**Task brief:**
Duplicate the stretch of the records from the line containing "every yellow background" through the line containing "xmin=0 ymin=0 xmax=360 ymax=240", both ends included, and give only those lines, unchanged.

-----

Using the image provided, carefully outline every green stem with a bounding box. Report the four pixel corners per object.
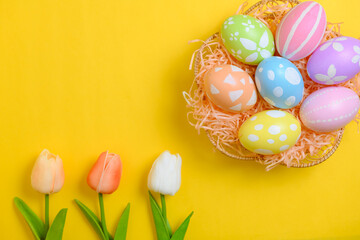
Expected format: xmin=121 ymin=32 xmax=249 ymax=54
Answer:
xmin=160 ymin=193 xmax=172 ymax=237
xmin=160 ymin=194 xmax=167 ymax=219
xmin=45 ymin=194 xmax=49 ymax=232
xmin=99 ymin=193 xmax=110 ymax=239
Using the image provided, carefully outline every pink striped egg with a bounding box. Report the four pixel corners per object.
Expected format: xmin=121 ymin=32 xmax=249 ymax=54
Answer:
xmin=275 ymin=1 xmax=326 ymax=61
xmin=300 ymin=87 xmax=360 ymax=132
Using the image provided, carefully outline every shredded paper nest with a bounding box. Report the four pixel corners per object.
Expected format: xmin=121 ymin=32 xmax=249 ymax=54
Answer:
xmin=184 ymin=0 xmax=360 ymax=170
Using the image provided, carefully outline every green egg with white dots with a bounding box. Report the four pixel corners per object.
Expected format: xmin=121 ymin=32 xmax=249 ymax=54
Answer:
xmin=220 ymin=15 xmax=275 ymax=65
xmin=239 ymin=110 xmax=301 ymax=155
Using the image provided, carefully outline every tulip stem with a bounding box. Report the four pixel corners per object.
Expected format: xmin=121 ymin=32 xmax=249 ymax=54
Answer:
xmin=160 ymin=193 xmax=172 ymax=237
xmin=45 ymin=194 xmax=49 ymax=231
xmin=99 ymin=193 xmax=110 ymax=239
xmin=160 ymin=194 xmax=167 ymax=219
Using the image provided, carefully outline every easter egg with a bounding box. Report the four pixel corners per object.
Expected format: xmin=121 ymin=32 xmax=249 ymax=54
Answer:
xmin=300 ymin=87 xmax=360 ymax=132
xmin=255 ymin=57 xmax=304 ymax=109
xmin=239 ymin=110 xmax=301 ymax=155
xmin=307 ymin=37 xmax=360 ymax=85
xmin=221 ymin=15 xmax=275 ymax=65
xmin=204 ymin=65 xmax=257 ymax=112
xmin=276 ymin=1 xmax=326 ymax=61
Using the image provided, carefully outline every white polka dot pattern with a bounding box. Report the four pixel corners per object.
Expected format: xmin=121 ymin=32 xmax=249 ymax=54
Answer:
xmin=239 ymin=110 xmax=301 ymax=155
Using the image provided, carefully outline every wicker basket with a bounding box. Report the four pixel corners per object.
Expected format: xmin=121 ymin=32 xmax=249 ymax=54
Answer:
xmin=194 ymin=0 xmax=344 ymax=168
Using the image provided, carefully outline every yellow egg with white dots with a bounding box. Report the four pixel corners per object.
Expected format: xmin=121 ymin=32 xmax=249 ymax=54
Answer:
xmin=239 ymin=110 xmax=301 ymax=155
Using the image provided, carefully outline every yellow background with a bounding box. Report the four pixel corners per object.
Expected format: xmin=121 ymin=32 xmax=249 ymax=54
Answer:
xmin=0 ymin=0 xmax=360 ymax=240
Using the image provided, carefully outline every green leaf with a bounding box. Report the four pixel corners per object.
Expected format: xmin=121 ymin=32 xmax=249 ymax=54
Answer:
xmin=75 ymin=199 xmax=108 ymax=240
xmin=149 ymin=191 xmax=170 ymax=240
xmin=45 ymin=208 xmax=67 ymax=240
xmin=114 ymin=203 xmax=130 ymax=240
xmin=14 ymin=197 xmax=46 ymax=240
xmin=171 ymin=212 xmax=194 ymax=240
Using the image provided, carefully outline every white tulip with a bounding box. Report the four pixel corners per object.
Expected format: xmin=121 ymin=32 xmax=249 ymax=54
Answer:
xmin=148 ymin=151 xmax=181 ymax=196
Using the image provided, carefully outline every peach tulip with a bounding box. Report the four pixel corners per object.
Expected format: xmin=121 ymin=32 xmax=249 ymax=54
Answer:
xmin=31 ymin=149 xmax=65 ymax=194
xmin=87 ymin=151 xmax=122 ymax=194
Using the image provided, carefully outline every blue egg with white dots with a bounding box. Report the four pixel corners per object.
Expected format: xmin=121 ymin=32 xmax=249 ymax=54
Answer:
xmin=255 ymin=57 xmax=304 ymax=109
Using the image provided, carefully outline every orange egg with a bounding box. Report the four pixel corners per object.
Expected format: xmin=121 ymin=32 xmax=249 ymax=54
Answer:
xmin=204 ymin=65 xmax=257 ymax=112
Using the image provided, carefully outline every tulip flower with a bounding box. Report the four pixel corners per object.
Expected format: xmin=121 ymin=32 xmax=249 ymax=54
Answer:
xmin=148 ymin=151 xmax=181 ymax=196
xmin=87 ymin=152 xmax=122 ymax=194
xmin=14 ymin=149 xmax=67 ymax=240
xmin=75 ymin=151 xmax=130 ymax=240
xmin=31 ymin=149 xmax=64 ymax=194
xmin=148 ymin=151 xmax=193 ymax=240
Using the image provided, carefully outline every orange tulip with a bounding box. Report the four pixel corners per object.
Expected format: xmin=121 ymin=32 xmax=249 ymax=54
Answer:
xmin=87 ymin=151 xmax=122 ymax=194
xmin=31 ymin=149 xmax=65 ymax=194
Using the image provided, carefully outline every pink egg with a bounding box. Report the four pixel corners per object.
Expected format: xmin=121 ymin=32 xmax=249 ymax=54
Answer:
xmin=275 ymin=1 xmax=326 ymax=61
xmin=204 ymin=65 xmax=257 ymax=112
xmin=300 ymin=87 xmax=360 ymax=132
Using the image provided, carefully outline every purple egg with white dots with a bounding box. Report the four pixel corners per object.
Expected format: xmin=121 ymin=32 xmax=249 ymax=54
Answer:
xmin=307 ymin=37 xmax=360 ymax=85
xmin=255 ymin=57 xmax=304 ymax=109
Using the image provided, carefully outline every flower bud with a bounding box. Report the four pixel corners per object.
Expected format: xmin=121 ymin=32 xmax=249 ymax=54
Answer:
xmin=148 ymin=151 xmax=181 ymax=196
xmin=87 ymin=151 xmax=122 ymax=194
xmin=31 ymin=149 xmax=65 ymax=194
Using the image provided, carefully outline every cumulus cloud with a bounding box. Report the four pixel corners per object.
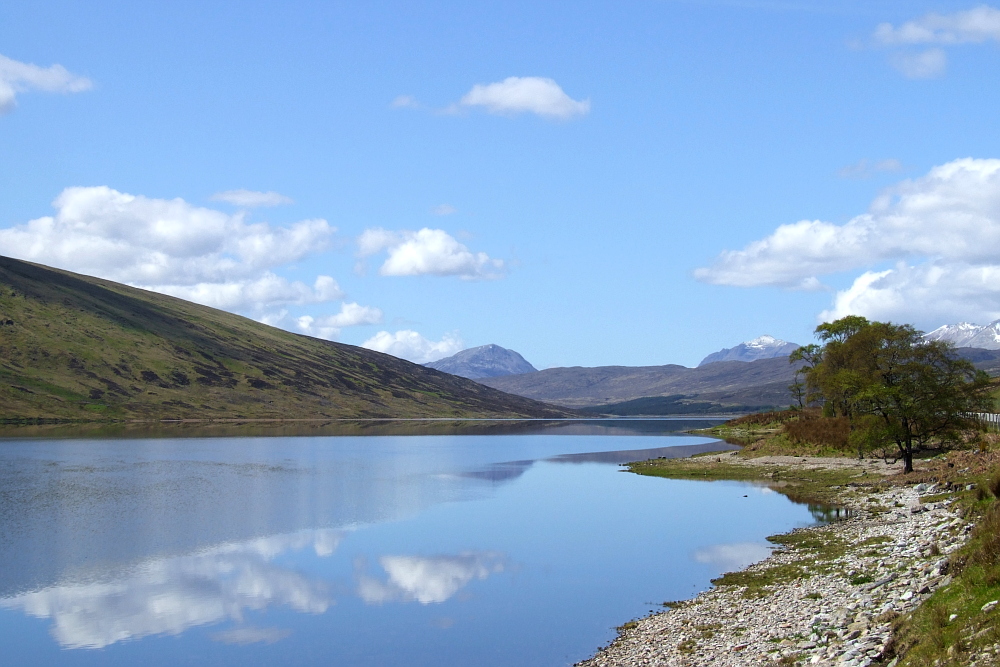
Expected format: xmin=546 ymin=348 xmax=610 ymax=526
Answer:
xmin=889 ymin=49 xmax=948 ymax=79
xmin=875 ymin=5 xmax=1000 ymax=45
xmin=361 ymin=329 xmax=462 ymax=364
xmin=431 ymin=204 xmax=458 ymax=215
xmin=0 ymin=186 xmax=343 ymax=311
xmin=0 ymin=55 xmax=93 ymax=114
xmin=389 ymin=95 xmax=421 ymax=109
xmin=296 ymin=303 xmax=382 ymax=340
xmin=358 ymin=227 xmax=504 ymax=280
xmin=0 ymin=529 xmax=341 ymax=649
xmin=358 ymin=552 xmax=504 ymax=604
xmin=458 ymin=76 xmax=590 ymax=120
xmin=695 ymin=158 xmax=1000 ymax=322
xmin=837 ymin=158 xmax=903 ymax=179
xmin=873 ymin=5 xmax=1000 ymax=79
xmin=210 ymin=190 xmax=294 ymax=208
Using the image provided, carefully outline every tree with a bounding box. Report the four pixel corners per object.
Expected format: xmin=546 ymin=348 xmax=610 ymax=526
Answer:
xmin=792 ymin=316 xmax=990 ymax=472
xmin=788 ymin=344 xmax=822 ymax=409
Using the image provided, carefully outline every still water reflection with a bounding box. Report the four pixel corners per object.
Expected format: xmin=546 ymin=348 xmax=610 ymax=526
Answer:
xmin=0 ymin=420 xmax=813 ymax=665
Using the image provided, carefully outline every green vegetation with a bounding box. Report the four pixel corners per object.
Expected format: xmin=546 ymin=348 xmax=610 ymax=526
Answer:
xmin=0 ymin=257 xmax=567 ymax=423
xmin=629 ymin=409 xmax=1000 ymax=667
xmin=790 ymin=315 xmax=993 ymax=473
xmin=891 ymin=467 xmax=1000 ymax=667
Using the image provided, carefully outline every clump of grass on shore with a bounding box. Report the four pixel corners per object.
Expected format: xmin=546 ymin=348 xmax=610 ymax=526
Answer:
xmin=890 ymin=466 xmax=1000 ymax=667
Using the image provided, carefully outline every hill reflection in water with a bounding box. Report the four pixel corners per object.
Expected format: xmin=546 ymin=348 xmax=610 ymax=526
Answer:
xmin=0 ymin=420 xmax=812 ymax=665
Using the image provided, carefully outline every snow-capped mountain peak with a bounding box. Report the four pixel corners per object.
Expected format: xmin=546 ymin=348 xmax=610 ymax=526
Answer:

-----

**Exercise solution:**
Using the image provided, carefully outline every yellow background with a bounding box. Report the four pixel corners per object.
Expected format: xmin=121 ymin=32 xmax=249 ymax=54
Answer:
xmin=0 ymin=0 xmax=360 ymax=240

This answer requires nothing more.